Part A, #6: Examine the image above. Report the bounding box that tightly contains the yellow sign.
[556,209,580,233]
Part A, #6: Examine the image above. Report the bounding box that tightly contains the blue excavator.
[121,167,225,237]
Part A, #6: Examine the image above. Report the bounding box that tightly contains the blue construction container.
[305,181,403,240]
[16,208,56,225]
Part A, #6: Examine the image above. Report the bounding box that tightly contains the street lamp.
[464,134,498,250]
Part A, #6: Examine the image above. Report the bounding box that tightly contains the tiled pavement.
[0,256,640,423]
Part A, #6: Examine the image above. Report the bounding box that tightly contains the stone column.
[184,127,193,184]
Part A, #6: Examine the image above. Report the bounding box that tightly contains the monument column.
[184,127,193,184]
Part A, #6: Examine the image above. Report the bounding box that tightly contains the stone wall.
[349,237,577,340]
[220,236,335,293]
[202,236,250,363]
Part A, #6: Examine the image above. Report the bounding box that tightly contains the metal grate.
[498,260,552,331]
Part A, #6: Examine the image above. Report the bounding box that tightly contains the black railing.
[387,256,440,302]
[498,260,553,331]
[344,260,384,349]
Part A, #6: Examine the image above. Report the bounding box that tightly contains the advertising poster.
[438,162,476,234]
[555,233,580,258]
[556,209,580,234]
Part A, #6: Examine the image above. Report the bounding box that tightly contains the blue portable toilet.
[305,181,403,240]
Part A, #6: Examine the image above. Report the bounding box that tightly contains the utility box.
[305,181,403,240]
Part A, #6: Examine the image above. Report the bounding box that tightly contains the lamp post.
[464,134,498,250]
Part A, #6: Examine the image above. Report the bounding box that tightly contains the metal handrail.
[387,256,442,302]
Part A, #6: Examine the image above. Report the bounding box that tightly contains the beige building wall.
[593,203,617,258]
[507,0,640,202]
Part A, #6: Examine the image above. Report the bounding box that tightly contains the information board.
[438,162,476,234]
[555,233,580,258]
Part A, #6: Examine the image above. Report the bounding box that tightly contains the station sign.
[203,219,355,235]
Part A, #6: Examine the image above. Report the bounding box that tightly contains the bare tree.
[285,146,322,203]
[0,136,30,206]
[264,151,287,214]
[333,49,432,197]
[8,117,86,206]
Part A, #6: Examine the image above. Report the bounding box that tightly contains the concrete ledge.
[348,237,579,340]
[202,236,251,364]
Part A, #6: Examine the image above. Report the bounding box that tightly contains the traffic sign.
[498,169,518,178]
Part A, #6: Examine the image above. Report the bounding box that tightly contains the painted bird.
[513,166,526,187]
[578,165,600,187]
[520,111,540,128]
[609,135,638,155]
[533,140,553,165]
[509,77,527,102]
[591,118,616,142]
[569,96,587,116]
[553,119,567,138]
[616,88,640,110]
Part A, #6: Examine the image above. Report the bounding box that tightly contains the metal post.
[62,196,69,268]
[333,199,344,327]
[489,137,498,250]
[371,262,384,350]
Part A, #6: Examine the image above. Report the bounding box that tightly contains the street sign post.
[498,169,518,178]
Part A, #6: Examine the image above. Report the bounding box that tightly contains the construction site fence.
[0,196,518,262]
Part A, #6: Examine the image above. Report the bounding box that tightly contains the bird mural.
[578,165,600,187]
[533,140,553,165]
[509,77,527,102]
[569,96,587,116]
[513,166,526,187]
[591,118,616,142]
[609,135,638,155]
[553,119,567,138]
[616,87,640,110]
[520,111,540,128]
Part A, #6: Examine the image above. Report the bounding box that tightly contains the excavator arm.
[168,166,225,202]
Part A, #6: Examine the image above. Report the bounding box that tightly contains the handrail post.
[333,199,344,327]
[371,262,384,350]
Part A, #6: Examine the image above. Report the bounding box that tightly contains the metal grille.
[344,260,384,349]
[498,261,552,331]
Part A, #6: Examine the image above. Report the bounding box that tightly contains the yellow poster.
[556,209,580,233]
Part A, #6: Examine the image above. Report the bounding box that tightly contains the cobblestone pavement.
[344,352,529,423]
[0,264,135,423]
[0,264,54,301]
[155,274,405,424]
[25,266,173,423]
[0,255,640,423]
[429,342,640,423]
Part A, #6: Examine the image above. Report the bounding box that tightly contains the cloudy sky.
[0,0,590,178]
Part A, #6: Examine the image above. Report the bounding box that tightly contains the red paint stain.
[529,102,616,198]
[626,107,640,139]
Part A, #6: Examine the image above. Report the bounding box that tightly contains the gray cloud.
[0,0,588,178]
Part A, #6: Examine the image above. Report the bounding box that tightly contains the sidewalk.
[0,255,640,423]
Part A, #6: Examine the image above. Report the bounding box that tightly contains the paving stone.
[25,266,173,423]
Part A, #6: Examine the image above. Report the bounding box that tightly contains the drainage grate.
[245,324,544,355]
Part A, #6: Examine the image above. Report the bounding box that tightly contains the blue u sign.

============

What you will do -> Copy out every line, item text included, beginning at the line that has "the yellow poster." and stopping after the line that has "[626,107,640,139]". Shift every bounding-box coordinate up by 109 as you go.

The response ->
Part A, #6: Examine the image above. Report the bounding box that tightly contains the yellow poster.
[665,318,689,342]
Part A, #6: Examine the image above. Report the bounding box that tightly contains the cobblestone pavement.
[453,461,638,532]
[109,373,244,532]
[109,373,163,410]
[264,383,514,533]
[134,375,282,532]
[109,364,749,532]
[538,451,749,532]
Part A, #6: Examine the image above. Report the bounding box that tightly contains the cloudy sky.
[109,109,699,287]
Part A, #6: Examine the image above. Report the bounding box that tightly contains the red paint stain.
[638,211,725,307]
[735,216,749,248]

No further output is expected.